(Entries from a point annotation set)
□ □ □ □ □

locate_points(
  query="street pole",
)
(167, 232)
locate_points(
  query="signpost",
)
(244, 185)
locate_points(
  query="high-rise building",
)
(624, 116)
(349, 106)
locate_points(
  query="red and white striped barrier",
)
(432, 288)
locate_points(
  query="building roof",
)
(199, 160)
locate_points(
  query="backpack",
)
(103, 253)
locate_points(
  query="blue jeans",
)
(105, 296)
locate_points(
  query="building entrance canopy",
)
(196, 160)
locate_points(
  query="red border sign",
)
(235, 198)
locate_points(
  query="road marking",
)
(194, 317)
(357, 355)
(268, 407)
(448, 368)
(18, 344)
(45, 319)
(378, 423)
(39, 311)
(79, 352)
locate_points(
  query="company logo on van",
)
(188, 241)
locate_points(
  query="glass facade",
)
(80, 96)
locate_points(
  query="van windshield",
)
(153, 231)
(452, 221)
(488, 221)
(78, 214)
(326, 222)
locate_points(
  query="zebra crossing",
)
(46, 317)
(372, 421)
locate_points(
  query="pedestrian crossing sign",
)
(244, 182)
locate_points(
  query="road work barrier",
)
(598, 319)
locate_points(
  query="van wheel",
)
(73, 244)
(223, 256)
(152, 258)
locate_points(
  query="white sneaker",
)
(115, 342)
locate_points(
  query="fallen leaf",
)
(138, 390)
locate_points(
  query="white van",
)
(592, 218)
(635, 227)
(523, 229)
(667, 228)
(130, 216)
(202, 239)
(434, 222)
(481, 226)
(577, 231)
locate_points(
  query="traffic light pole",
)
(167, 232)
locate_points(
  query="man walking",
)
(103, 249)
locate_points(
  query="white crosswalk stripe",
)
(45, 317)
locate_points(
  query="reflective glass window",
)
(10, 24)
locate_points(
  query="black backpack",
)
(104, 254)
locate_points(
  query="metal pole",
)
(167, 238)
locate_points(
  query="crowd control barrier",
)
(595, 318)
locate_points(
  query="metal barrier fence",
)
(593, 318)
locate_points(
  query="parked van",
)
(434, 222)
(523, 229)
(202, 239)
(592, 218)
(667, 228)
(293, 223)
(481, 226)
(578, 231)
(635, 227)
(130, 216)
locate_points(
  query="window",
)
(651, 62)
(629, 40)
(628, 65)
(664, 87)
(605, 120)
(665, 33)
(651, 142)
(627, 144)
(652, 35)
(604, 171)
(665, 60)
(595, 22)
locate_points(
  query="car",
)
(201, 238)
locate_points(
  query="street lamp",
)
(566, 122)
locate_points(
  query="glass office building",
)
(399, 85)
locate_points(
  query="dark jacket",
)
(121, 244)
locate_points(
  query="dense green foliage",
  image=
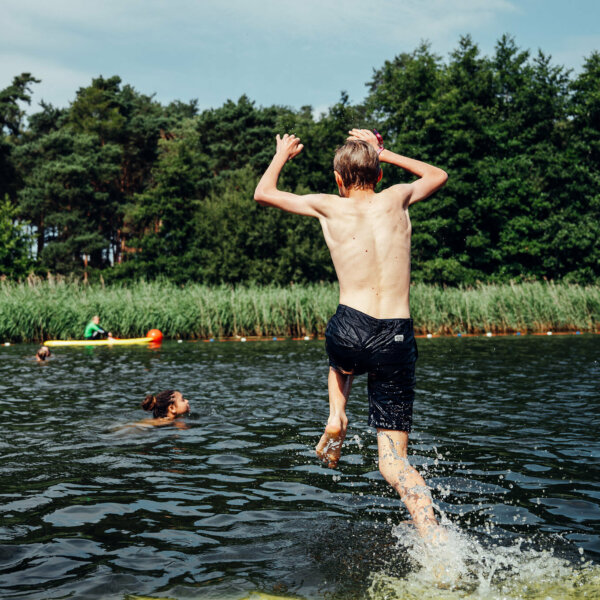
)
(120, 186)
(36, 311)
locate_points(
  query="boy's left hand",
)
(288, 146)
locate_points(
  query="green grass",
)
(35, 311)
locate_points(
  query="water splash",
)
(463, 567)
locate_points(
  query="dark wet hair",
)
(357, 163)
(158, 404)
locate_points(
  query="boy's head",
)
(357, 165)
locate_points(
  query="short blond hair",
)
(357, 162)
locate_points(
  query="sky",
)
(285, 52)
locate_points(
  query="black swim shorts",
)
(386, 349)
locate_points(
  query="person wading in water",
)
(369, 237)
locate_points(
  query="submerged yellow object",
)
(107, 342)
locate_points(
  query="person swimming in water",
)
(93, 331)
(42, 354)
(166, 406)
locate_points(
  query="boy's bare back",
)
(368, 234)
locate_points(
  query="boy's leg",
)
(413, 491)
(329, 447)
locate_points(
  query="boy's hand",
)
(288, 146)
(366, 135)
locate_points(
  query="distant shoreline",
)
(59, 310)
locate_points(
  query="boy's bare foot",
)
(329, 448)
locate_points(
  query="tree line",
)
(120, 186)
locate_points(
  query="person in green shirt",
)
(93, 331)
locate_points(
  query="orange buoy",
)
(156, 335)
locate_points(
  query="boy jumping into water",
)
(368, 235)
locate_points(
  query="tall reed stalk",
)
(42, 310)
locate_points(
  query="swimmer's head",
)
(169, 404)
(43, 353)
(356, 166)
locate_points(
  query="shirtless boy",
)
(368, 235)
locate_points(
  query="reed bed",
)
(42, 310)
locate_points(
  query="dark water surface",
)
(506, 432)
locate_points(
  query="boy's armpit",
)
(401, 192)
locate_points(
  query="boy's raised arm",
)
(266, 192)
(430, 179)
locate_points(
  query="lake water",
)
(236, 504)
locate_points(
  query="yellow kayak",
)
(112, 342)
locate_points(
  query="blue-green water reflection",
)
(506, 432)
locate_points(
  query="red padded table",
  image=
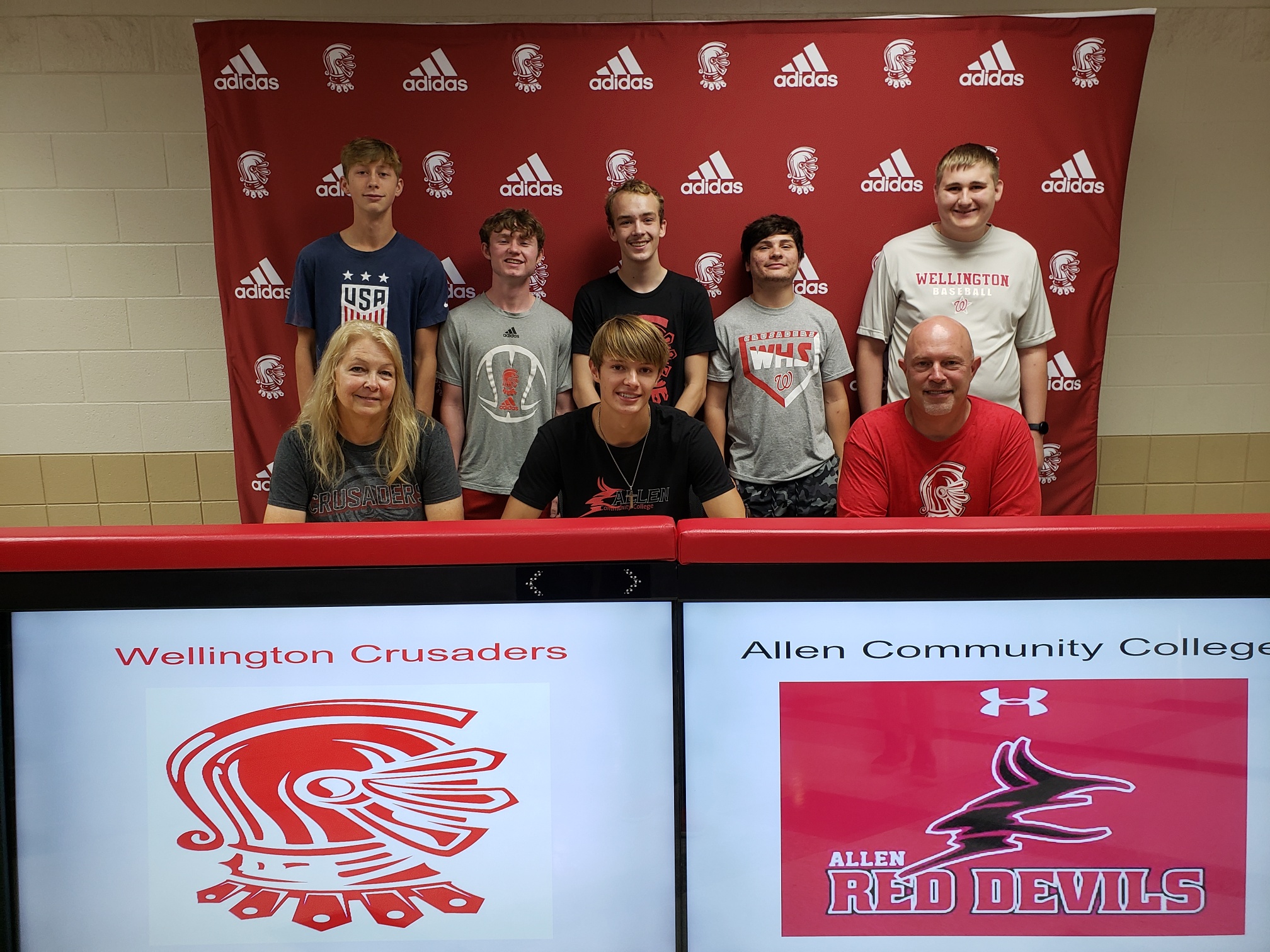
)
(94, 548)
(981, 540)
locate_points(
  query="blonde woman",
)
(360, 451)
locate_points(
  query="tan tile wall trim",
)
(1226, 472)
(1215, 472)
(118, 489)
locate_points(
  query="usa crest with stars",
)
(365, 301)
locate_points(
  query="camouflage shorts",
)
(815, 494)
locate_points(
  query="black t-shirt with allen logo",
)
(680, 306)
(569, 458)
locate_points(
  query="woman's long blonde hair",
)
(318, 424)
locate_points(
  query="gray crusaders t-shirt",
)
(361, 494)
(992, 286)
(511, 368)
(777, 361)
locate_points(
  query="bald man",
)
(940, 452)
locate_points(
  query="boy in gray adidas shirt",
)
(503, 365)
(776, 382)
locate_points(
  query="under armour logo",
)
(995, 701)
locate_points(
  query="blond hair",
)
(369, 151)
(634, 187)
(967, 156)
(318, 424)
(631, 338)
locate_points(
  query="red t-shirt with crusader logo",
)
(987, 468)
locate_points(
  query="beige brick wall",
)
(108, 295)
(118, 489)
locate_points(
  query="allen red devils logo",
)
(1119, 813)
(997, 822)
(333, 803)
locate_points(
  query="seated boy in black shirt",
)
(624, 456)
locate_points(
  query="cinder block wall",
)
(110, 327)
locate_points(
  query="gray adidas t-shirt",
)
(777, 361)
(511, 367)
(992, 286)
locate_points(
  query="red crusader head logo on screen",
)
(335, 803)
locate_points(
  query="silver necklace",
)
(630, 483)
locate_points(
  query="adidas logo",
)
(807, 281)
(992, 69)
(331, 187)
(435, 74)
(621, 71)
(1073, 176)
(263, 282)
(459, 288)
(806, 70)
(531, 178)
(712, 178)
(261, 484)
(246, 71)
(893, 174)
(1061, 373)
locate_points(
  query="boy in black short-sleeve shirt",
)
(676, 303)
(624, 455)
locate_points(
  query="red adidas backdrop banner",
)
(838, 123)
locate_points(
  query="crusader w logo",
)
(780, 362)
(997, 822)
(335, 803)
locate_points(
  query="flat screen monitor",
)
(442, 777)
(1087, 774)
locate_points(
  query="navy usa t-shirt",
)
(401, 287)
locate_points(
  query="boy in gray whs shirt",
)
(503, 365)
(776, 382)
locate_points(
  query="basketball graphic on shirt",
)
(945, 490)
(512, 373)
(780, 362)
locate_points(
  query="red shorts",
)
(488, 506)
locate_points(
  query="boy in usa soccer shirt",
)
(370, 272)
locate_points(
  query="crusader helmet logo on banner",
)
(340, 64)
(255, 173)
(712, 65)
(1087, 59)
(900, 57)
(803, 166)
(319, 809)
(270, 376)
(438, 172)
(527, 67)
(710, 272)
(620, 168)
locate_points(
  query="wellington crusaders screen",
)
(1044, 808)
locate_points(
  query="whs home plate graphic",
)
(335, 803)
(1048, 808)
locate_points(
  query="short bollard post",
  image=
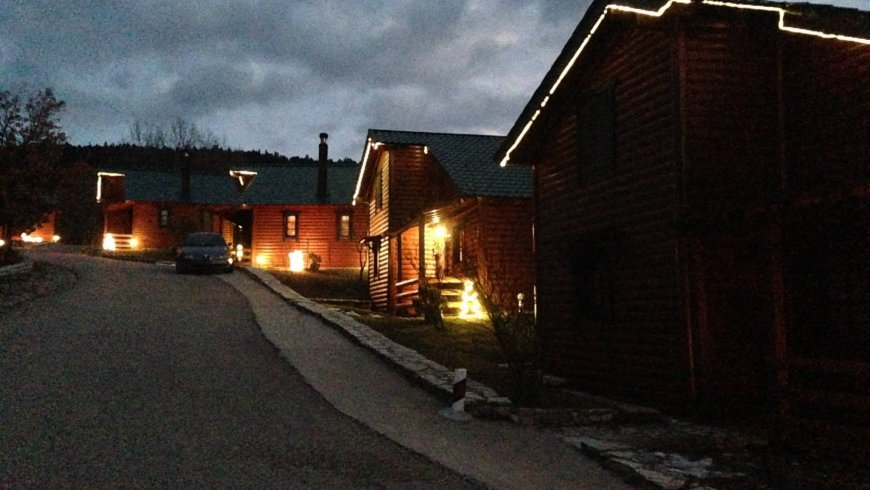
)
(456, 411)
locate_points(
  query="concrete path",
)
(357, 383)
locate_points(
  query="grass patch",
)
(326, 283)
(147, 255)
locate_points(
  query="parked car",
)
(203, 251)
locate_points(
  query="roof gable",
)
(468, 160)
(295, 184)
(823, 21)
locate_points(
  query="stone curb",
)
(22, 267)
(480, 399)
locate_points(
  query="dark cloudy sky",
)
(273, 74)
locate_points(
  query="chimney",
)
(185, 177)
(321, 167)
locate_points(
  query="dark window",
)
(344, 226)
(593, 263)
(163, 218)
(379, 190)
(596, 130)
(291, 225)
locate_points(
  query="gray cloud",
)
(271, 74)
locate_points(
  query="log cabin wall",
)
(318, 234)
(731, 167)
(379, 225)
(609, 291)
(826, 102)
(505, 250)
(183, 218)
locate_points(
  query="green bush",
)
(517, 336)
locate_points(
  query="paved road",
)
(137, 377)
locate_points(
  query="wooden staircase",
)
(408, 291)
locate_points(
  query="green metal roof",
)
(295, 184)
(468, 160)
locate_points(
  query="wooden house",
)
(271, 212)
(701, 214)
(441, 212)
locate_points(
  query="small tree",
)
(30, 148)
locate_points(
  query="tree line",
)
(41, 173)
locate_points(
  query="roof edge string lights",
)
(658, 13)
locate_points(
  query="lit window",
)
(344, 227)
(163, 218)
(291, 225)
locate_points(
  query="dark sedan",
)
(203, 251)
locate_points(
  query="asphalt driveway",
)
(138, 377)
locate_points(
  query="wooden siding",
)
(638, 350)
(731, 164)
(379, 225)
(318, 234)
(504, 246)
(826, 103)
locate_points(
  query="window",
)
(379, 190)
(207, 221)
(291, 225)
(344, 226)
(596, 130)
(163, 218)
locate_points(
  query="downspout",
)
(681, 251)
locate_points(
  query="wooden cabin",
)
(270, 211)
(701, 214)
(442, 212)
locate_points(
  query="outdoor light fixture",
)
(109, 242)
(297, 261)
(470, 306)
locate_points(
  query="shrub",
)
(517, 336)
(430, 303)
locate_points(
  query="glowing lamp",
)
(470, 306)
(297, 261)
(109, 242)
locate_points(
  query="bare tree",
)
(30, 140)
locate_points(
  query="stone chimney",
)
(321, 168)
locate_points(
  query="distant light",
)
(297, 261)
(30, 239)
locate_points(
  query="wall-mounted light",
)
(109, 242)
(297, 261)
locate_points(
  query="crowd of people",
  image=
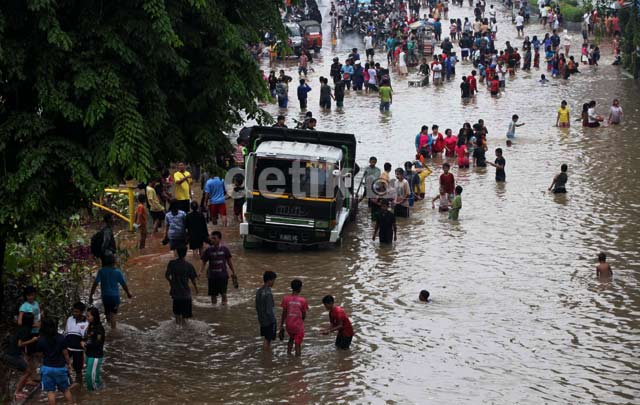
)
(391, 193)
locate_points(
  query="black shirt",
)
(52, 351)
(479, 156)
(561, 182)
(386, 220)
(500, 173)
(94, 345)
(179, 272)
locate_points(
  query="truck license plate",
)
(289, 238)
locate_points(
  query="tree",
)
(92, 91)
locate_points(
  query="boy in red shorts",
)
(339, 322)
(294, 311)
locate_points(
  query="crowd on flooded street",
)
(464, 52)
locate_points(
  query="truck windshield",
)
(275, 175)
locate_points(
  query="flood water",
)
(517, 313)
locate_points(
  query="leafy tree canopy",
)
(92, 91)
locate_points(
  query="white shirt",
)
(368, 42)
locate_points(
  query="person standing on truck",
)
(303, 90)
(403, 191)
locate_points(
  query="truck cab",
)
(298, 185)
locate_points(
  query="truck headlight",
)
(322, 224)
(257, 218)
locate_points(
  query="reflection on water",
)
(517, 314)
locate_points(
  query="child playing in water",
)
(511, 132)
(294, 311)
(141, 220)
(94, 349)
(456, 205)
(443, 198)
(424, 296)
(562, 120)
(603, 270)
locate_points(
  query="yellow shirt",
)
(154, 201)
(182, 189)
(563, 114)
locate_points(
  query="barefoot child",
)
(141, 220)
(443, 199)
(294, 311)
(21, 355)
(603, 270)
(56, 362)
(74, 331)
(339, 322)
(94, 349)
(266, 310)
(456, 204)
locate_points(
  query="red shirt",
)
(448, 182)
(296, 307)
(450, 144)
(438, 143)
(495, 86)
(472, 84)
(337, 315)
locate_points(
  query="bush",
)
(571, 13)
(57, 262)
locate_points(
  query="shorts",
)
(215, 209)
(343, 342)
(296, 337)
(182, 307)
(269, 332)
(176, 243)
(157, 215)
(196, 243)
(325, 103)
(237, 206)
(16, 362)
(54, 377)
(184, 205)
(401, 211)
(110, 304)
(218, 286)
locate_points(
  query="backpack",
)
(96, 243)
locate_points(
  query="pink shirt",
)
(450, 144)
(296, 306)
(463, 159)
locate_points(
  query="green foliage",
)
(57, 262)
(570, 12)
(94, 91)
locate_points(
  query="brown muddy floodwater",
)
(517, 314)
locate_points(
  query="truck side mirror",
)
(347, 180)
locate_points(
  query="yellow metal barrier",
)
(127, 189)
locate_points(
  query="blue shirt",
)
(303, 89)
(177, 224)
(215, 188)
(109, 278)
(34, 309)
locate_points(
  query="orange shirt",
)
(141, 215)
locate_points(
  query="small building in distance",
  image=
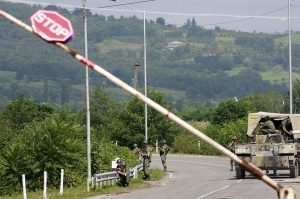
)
(173, 44)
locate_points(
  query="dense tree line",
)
(38, 137)
(183, 68)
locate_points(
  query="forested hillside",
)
(211, 64)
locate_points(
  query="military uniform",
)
(286, 125)
(136, 151)
(146, 154)
(231, 147)
(163, 154)
(124, 175)
(268, 128)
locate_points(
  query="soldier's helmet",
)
(267, 118)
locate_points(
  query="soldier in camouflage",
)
(268, 127)
(231, 147)
(146, 154)
(163, 154)
(136, 150)
(124, 175)
(286, 125)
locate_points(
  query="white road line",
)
(213, 192)
(218, 165)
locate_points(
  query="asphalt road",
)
(195, 177)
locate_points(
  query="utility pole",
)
(145, 64)
(88, 131)
(136, 67)
(45, 88)
(290, 60)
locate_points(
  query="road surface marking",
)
(218, 165)
(213, 192)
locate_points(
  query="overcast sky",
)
(177, 12)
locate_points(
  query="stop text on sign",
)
(53, 26)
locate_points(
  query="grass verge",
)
(82, 193)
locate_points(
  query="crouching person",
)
(124, 175)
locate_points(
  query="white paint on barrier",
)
(213, 192)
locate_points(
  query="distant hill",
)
(211, 64)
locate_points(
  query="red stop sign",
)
(52, 26)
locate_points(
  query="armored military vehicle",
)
(274, 151)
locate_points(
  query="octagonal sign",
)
(52, 26)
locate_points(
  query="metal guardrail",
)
(101, 177)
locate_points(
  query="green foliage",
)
(18, 113)
(182, 69)
(51, 145)
(132, 117)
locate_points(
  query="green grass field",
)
(295, 39)
(82, 193)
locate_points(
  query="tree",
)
(55, 143)
(18, 113)
(103, 114)
(65, 92)
(160, 21)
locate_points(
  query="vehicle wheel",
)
(240, 173)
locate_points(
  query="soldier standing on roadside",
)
(146, 154)
(163, 154)
(286, 125)
(136, 150)
(124, 175)
(231, 147)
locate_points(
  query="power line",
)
(244, 19)
(164, 13)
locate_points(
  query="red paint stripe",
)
(88, 63)
(167, 115)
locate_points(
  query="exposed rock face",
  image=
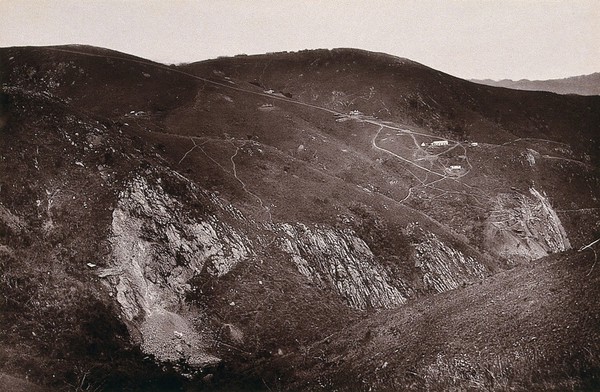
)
(156, 250)
(342, 260)
(525, 228)
(445, 268)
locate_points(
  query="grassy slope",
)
(297, 186)
(535, 327)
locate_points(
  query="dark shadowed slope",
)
(217, 224)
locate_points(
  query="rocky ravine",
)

□ □ □ □ □

Your instructions: Find every line in the material above that contains the string "roof" and copy each one out. Treat uppercase and lowercase as different.

Task response:
  query="building roof",
  query="roof gable",
  query="green metal roof",
  query="roof edge string lights",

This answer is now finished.